----- Records to use -----
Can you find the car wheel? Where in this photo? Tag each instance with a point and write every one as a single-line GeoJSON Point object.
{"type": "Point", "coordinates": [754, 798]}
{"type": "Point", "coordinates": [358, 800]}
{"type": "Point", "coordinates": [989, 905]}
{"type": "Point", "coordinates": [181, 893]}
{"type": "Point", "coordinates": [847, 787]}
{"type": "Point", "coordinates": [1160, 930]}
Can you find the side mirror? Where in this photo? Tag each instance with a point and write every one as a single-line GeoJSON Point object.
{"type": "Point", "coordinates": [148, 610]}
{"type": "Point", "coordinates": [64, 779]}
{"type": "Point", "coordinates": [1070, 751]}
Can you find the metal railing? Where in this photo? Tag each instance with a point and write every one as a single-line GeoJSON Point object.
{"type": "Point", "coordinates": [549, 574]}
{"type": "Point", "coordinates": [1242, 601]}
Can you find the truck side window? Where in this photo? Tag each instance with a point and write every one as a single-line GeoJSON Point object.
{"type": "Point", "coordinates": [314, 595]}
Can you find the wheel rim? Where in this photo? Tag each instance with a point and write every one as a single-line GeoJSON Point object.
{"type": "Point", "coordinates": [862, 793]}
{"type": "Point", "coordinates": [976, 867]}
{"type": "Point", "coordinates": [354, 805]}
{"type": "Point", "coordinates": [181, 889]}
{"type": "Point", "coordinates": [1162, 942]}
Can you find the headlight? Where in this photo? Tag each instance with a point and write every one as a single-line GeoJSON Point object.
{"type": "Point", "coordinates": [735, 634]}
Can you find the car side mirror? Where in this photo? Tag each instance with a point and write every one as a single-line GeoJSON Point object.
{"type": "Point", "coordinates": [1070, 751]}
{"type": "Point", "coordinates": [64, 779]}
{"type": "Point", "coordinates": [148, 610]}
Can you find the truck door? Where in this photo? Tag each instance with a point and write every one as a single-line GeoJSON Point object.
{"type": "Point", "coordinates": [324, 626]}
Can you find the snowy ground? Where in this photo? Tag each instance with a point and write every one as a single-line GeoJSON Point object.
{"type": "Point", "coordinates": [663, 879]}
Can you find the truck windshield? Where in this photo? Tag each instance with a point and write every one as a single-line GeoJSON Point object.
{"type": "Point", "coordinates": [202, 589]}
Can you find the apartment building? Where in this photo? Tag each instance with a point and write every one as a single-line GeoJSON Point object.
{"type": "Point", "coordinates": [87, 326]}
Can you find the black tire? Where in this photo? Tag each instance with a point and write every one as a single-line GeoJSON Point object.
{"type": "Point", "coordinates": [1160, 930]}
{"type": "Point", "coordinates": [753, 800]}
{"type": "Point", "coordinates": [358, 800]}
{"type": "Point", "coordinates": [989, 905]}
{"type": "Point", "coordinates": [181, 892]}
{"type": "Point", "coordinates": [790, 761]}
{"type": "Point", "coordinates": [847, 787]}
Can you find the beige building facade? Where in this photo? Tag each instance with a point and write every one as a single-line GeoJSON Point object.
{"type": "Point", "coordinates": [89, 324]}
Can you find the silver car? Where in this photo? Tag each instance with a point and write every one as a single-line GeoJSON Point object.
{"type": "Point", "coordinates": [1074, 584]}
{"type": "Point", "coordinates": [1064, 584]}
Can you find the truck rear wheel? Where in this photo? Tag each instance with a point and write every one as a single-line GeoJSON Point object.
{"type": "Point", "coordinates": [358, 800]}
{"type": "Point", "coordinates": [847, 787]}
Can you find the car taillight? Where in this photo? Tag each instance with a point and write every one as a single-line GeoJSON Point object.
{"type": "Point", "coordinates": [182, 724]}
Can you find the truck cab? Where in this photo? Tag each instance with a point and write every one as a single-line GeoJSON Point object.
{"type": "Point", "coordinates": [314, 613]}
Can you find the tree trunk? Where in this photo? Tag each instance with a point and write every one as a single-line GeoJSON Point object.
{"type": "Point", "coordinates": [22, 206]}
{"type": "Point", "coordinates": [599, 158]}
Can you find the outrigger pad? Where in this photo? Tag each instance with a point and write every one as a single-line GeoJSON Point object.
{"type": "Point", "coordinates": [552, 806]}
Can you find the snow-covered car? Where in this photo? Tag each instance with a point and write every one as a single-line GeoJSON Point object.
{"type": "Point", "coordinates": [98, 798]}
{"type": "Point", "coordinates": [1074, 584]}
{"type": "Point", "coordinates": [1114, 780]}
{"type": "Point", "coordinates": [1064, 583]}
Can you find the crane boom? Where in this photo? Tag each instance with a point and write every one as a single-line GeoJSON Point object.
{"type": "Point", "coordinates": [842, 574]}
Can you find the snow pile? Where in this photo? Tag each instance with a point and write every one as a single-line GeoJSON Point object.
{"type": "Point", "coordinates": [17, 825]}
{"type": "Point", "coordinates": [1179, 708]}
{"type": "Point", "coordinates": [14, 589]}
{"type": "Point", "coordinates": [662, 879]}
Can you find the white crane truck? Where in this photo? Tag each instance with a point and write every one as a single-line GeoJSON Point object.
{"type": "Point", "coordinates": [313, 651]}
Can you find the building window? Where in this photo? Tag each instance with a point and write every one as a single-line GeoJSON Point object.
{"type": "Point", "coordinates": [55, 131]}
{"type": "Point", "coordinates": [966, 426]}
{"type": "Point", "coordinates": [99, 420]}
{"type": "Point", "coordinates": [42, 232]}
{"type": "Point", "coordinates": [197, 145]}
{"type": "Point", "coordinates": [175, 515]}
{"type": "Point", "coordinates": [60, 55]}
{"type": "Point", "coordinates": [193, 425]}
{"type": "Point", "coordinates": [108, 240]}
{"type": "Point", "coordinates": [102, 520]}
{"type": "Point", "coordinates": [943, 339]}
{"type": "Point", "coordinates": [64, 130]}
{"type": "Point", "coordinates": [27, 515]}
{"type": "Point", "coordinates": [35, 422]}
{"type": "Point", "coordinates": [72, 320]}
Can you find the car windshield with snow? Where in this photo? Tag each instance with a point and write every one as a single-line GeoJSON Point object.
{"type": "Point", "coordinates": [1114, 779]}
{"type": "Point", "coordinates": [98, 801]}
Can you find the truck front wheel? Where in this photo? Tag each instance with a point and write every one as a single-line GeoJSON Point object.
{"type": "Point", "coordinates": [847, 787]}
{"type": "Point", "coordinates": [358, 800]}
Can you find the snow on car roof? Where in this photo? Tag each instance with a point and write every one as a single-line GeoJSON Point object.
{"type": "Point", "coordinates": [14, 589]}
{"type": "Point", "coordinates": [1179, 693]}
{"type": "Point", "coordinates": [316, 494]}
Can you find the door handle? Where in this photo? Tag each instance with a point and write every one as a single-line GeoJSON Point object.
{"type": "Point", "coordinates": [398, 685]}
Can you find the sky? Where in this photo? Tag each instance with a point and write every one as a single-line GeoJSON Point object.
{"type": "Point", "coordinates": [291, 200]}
-----
▶ **Given exercise**
Lay out the listing above as a two-column CSV with the header row request,points, giving one row per request. Put the request's text in the first column and its answer in the second, each as one quoted field with line breaks replaced by spaces.

▶ **Exercise response**
request,points
"Can you find the car wheel? Where in this photo? Tag each instance with a point and write every one as a single-line GeoJSON Point object.","{""type"": ""Point"", ""coordinates"": [754, 798]} {""type"": ""Point"", ""coordinates"": [358, 800]} {""type"": ""Point"", ""coordinates"": [989, 905]} {""type"": ""Point"", ""coordinates"": [181, 893]} {""type"": ""Point"", ""coordinates"": [847, 787]} {""type"": ""Point"", ""coordinates"": [1160, 930]}"
"Can you find the side mirror? Where in this photo? Tag each instance with a point and write every one as a single-line GeoJSON Point object.","{""type"": ""Point"", ""coordinates"": [148, 610]} {""type"": ""Point"", ""coordinates"": [64, 779]} {""type"": ""Point"", ""coordinates"": [1070, 751]}"
"Can you find the metal railing? Where in this photo? Tag each instance with a point and write every one as a single-line GeoJSON Point object.","{""type"": ""Point"", ""coordinates"": [549, 574]} {""type"": ""Point"", ""coordinates"": [1242, 601]}"
"Can you find the truck side window? Where in this photo? Tag each instance with a point and write every one as a single-line GeoJSON Point object.","{""type"": ""Point"", ""coordinates"": [314, 595]}"
"Can you find the wheel rim? Where in this photo? Tag each instance with a point and write every one as a single-line GeoJSON Point object.","{""type"": ""Point"", ""coordinates"": [862, 793]} {""type"": ""Point"", ""coordinates"": [976, 867]} {""type"": ""Point"", ""coordinates"": [354, 805]} {""type"": ""Point"", ""coordinates"": [181, 889]} {""type"": ""Point"", ""coordinates"": [1162, 942]}"
"Can you find the headlight? Where in this photo? Tag each instance with a point and write every one as a single-line GeoJSON Point object.","{""type"": ""Point"", ""coordinates"": [735, 634]}"
"Can you find the car side mirror? Where in this photo? Tag each instance with a point and write every one as a single-line GeoJSON Point object.","{""type"": ""Point"", ""coordinates"": [1070, 751]} {""type"": ""Point"", ""coordinates"": [64, 779]} {""type"": ""Point"", ""coordinates"": [148, 610]}"
"Can you find the truck door? Where in this photo? Tag each instance with a point and write every one as a single-line GeoJSON Point object.","{""type"": ""Point"", ""coordinates"": [324, 626]}"
"Can you find the snowy ground? Where in this photo? Tag each instance with a point and write every one as a single-line GeoJSON Point object.","{""type"": ""Point"", ""coordinates"": [663, 879]}"
"Can you find the truck windshield? Where in this photo? Tag each instance with a point and write every one as a single-line GeoJSON Point object.","{""type"": ""Point"", ""coordinates"": [202, 589]}"
"Can you find the apartment building? Where in this photo? Tag each instance with a point and write every one as a single-line GeoJSON Point object.","{""type"": ""Point"", ""coordinates"": [87, 326]}"
"Can you find the black tire? Where in this photo? Tag each instance with a point and write every one as a single-line GeoJSON Point object.","{""type"": ""Point"", ""coordinates"": [1160, 930]} {""type"": ""Point"", ""coordinates"": [753, 800]} {""type"": ""Point"", ""coordinates"": [358, 800]} {""type"": ""Point"", ""coordinates"": [989, 905]} {""type"": ""Point"", ""coordinates"": [181, 892]} {""type"": ""Point"", ""coordinates"": [790, 761]} {""type"": ""Point"", ""coordinates"": [847, 787]}"
"Can you find the beige building facade? Where in this photo? Tag each instance with a point and write every one as a single-line GeoJSON Point object.","{""type"": ""Point"", ""coordinates"": [89, 324]}"
"Can you find the silver car? Where in this photo? Tag each instance with a point and write every one as a single-line GeoJSON Point object.","{""type"": ""Point"", ""coordinates"": [1074, 584]} {""type"": ""Point"", ""coordinates"": [1064, 584]}"
"Can you find the truck rear wheel? Where in this photo? Tag each instance with a point and write every one as a single-line GeoJSON Point object.","{""type"": ""Point"", ""coordinates"": [358, 800]} {""type"": ""Point"", ""coordinates"": [847, 787]}"
"Can you find the car taillight? Where in this photo? Tag each instance with a point and write every one as a single-line GeoJSON Point object.","{""type"": ""Point"", ""coordinates"": [182, 724]}"
"Can you find the truck cab? Where in this photo? Tag each instance with a point and write every one as a single-line GeoJSON Point object.","{""type"": ""Point"", ""coordinates"": [314, 613]}"
"Can you find the tree trunk? Where in this photo? Tag each instance with a point and write every one as a single-line GeoJSON Point object.","{""type"": ""Point"", ""coordinates"": [22, 206]} {""type"": ""Point"", ""coordinates"": [599, 158]}"
"Can you find the outrigger pad? Where in this photo? Tag each instance with a point and write every one as a single-line GeoJSON Point object.","{""type"": ""Point"", ""coordinates"": [552, 806]}"
"Can you find the snow-covered car? Where in this photo? Tag each instance with a point and write every one as a single-line GeoJSON Point object.","{""type"": ""Point"", ""coordinates"": [98, 798]} {""type"": ""Point"", ""coordinates"": [1074, 584]} {""type"": ""Point"", ""coordinates"": [1114, 780]} {""type"": ""Point"", ""coordinates"": [1064, 583]}"
"Can you find the crane boom? Where in this photo? Tag each instance with a point and write every one as a single-line GeoJSON Point object.","{""type"": ""Point"", ""coordinates"": [842, 574]}"
"Can you find the snow pile? Where in this photo? Tag each instance with a point and write every one as a single-line GeoJSON Point object.","{""type"": ""Point"", ""coordinates"": [17, 825]} {""type"": ""Point"", ""coordinates"": [1179, 708]} {""type"": ""Point"", ""coordinates"": [14, 589]} {""type"": ""Point"", ""coordinates"": [662, 879]}"
"Can you find the white crane truck? Where in this photo? Tag each instance with a point and write every one as a single-line GeoJSON Point object.","{""type"": ""Point"", ""coordinates"": [313, 651]}"
"Can you find the building window? Where in this photo? Tag each instance with a point and write every one as a single-line GeoJSON Point object.","{""type"": ""Point"", ""coordinates"": [55, 131]} {""type"": ""Point"", ""coordinates"": [966, 426]} {""type"": ""Point"", ""coordinates"": [99, 420]} {""type"": ""Point"", ""coordinates"": [42, 232]} {""type"": ""Point"", ""coordinates"": [197, 145]} {""type"": ""Point"", ""coordinates"": [175, 515]} {""type"": ""Point"", ""coordinates"": [60, 55]} {""type"": ""Point"", ""coordinates"": [193, 425]} {""type"": ""Point"", ""coordinates"": [108, 240]} {""type"": ""Point"", ""coordinates"": [102, 520]} {""type"": ""Point"", ""coordinates"": [943, 339]} {""type"": ""Point"", ""coordinates"": [64, 130]} {""type"": ""Point"", ""coordinates"": [27, 515]} {""type"": ""Point"", ""coordinates"": [35, 422]} {""type"": ""Point"", ""coordinates"": [72, 320]}"
"Can you find the car windshield with snow? Where in this photo? Tag each instance with a point and write every one as a single-line GeoJSON Point object.","{""type"": ""Point"", ""coordinates"": [1114, 779]} {""type"": ""Point"", ""coordinates"": [98, 801]}"
"Can you find the truck front wheel? Where in this photo? Tag each instance with a point and write every one as a single-line GeoJSON Point object.","{""type"": ""Point"", ""coordinates"": [847, 787]} {""type"": ""Point"", ""coordinates"": [358, 800]}"
"Can you find the snow on car roof? Where in this photo? Tag each instance with a point and write every one as a single-line GeoJSON Point object.","{""type"": ""Point"", ""coordinates"": [14, 589]} {""type"": ""Point"", ""coordinates"": [1179, 693]} {""type"": ""Point"", ""coordinates"": [316, 494]}"
"Can you find the door handle? Where in this photo? Tag each instance with a point and write every one as a single-line GeoJSON Point object.","{""type"": ""Point"", ""coordinates"": [398, 685]}"
"Can you find the sky? Where in this photo? Tag each instance with a point and write every one as a single-line GeoJSON Point object.","{""type"": ""Point"", ""coordinates"": [291, 200]}"